── Source excerpt ──

First of all, I would urge you not to be afraid of collections companies. As of recent, consumers have a lot of rights and credit laws in our favor. Do a search on the internet for disputing

Collections companies are required to do things such as "validate the debt," which is where they send you legitimate proof that they now own your debt instead of the original creditor, such as credit card or cable company. Typically, collection companies send you a letter, to which you must respond within 30 days and ask them to validate the debt- which basically means "Prove that I owe money, and that I owe you the money". If you do not respond, legally, they can proceed as if you acknowledge the debt is yours. If this is already past 30 days of collections calls and letters, there are other things you can do...

───

** Requirements **
1. List every type of company that the passage on debt collection mentions by name.
2. Reproduce the passage on debt collection word for word, starting with "Collections companies are" and going on through "you can do...".

── Material supplied ──

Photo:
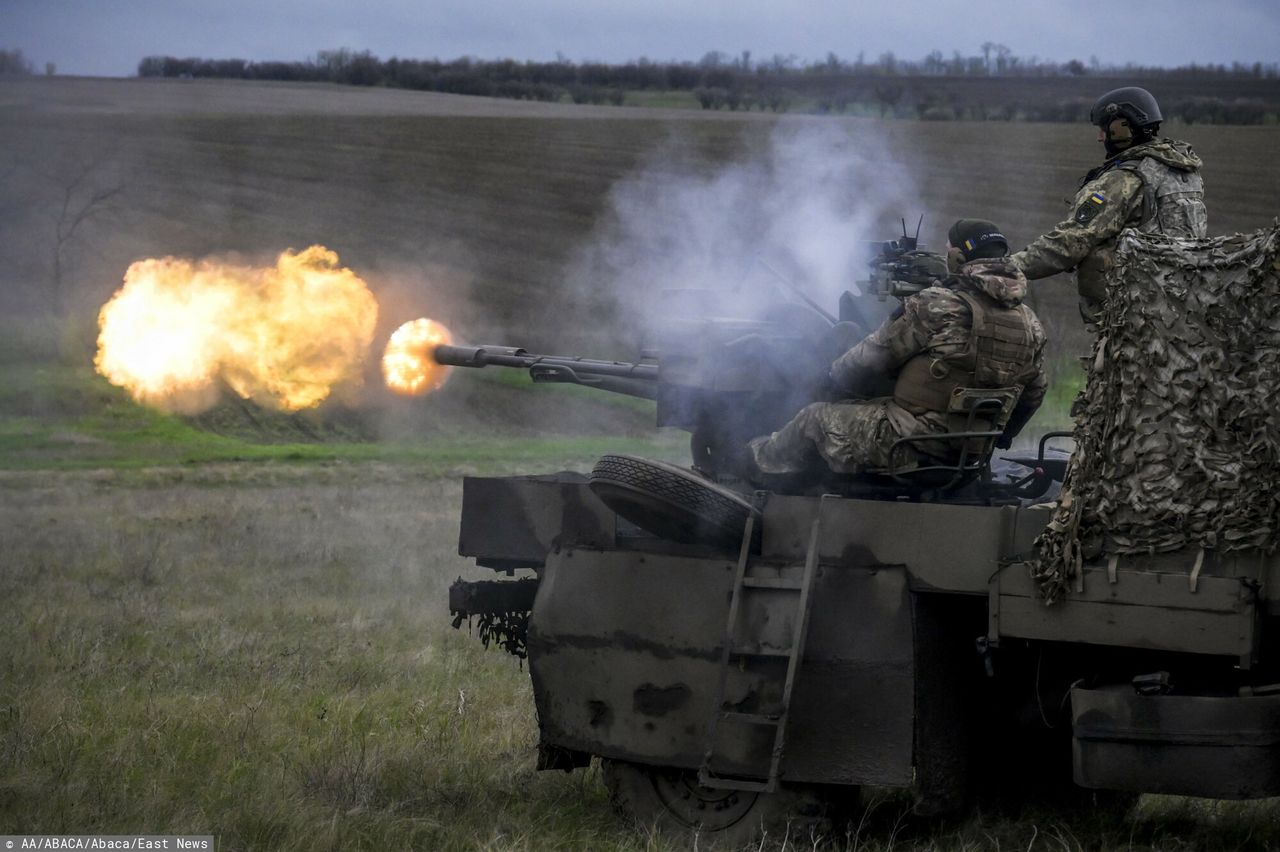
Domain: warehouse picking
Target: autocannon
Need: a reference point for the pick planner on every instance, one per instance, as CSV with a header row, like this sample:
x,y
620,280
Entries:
x,y
736,656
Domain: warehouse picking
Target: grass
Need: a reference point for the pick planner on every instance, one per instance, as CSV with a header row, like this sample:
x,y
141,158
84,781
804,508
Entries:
x,y
270,662
220,628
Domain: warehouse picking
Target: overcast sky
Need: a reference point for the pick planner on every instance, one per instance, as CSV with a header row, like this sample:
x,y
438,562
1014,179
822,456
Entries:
x,y
108,37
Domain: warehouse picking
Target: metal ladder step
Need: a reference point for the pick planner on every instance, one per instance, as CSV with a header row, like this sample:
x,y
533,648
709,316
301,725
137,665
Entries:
x,y
750,718
777,583
766,778
759,650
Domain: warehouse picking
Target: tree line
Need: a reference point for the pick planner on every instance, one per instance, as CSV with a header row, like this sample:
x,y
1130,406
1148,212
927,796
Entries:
x,y
933,87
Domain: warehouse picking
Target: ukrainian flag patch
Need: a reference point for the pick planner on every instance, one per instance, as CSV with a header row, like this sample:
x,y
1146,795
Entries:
x,y
1089,209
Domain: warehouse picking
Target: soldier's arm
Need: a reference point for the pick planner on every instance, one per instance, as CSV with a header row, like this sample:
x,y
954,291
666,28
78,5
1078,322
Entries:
x,y
896,340
1102,209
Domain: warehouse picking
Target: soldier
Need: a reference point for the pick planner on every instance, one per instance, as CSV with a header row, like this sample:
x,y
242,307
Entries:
x,y
968,330
1147,182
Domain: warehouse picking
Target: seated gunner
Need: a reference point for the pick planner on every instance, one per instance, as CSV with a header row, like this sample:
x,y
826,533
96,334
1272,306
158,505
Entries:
x,y
969,330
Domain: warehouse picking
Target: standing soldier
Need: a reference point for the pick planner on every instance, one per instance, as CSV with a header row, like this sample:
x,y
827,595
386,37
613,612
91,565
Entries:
x,y
970,330
1147,182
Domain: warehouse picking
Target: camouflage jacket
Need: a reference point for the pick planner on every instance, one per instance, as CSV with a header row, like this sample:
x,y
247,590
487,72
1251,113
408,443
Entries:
x,y
1152,187
938,323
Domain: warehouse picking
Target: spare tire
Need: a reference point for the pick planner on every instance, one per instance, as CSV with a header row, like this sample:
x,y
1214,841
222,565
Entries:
x,y
672,502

───

** Replies **
1. Collections companies, credit card companies, cable companies

2.
Collections companies are required to do things such as "validate the debt," which is where they send you legitimate proof that they now own your debt instead of the original creditor, such as credit card or cable company. Typically, collection companies send you a letter, to which you must respond within 30 days and ask them to validate the debt- which basically means "Prove that I owe money, and that I owe you the money". If you do not respond, legally, they can proceed as if you acknowledge the debt is yours. If this is already past 30 days of collections calls and letters, there are other things you can do...